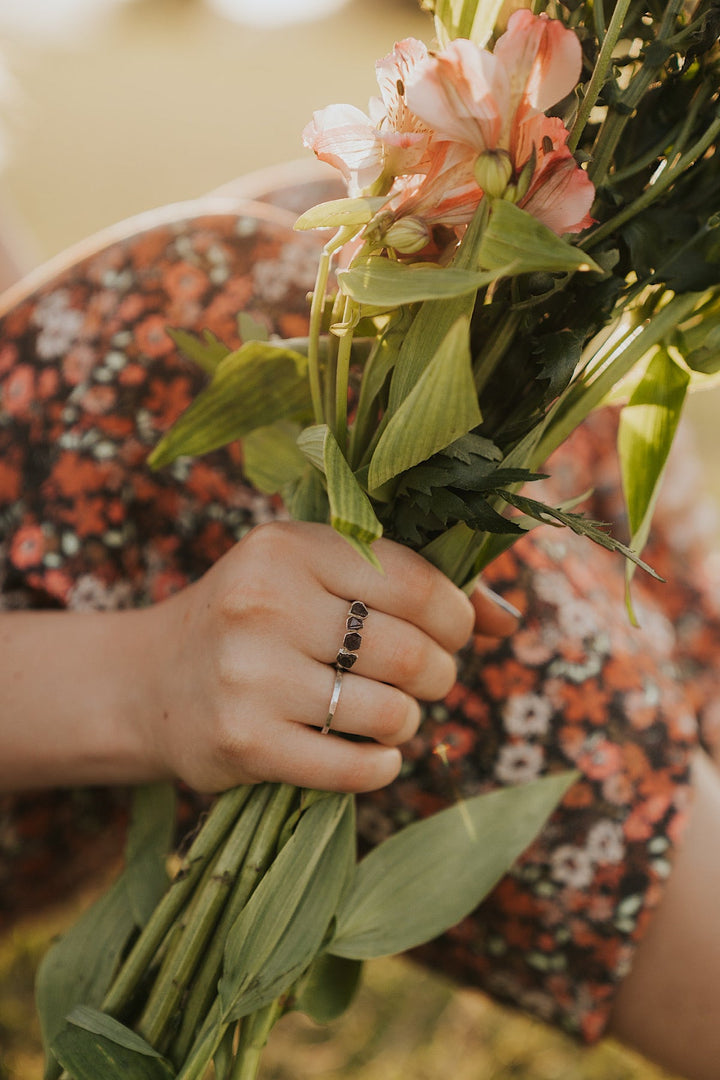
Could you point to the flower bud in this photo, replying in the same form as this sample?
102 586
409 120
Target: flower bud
408 235
492 172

_ _ _ _ _

Substitute "blossom" for every occurrence of "flower bud" in the records above and reproduce them with nothing else changed, leaving out the pictures.

Could you point to the blossom in this photo, replying in the same form as this sample?
102 586
409 120
Target: blossom
408 235
492 172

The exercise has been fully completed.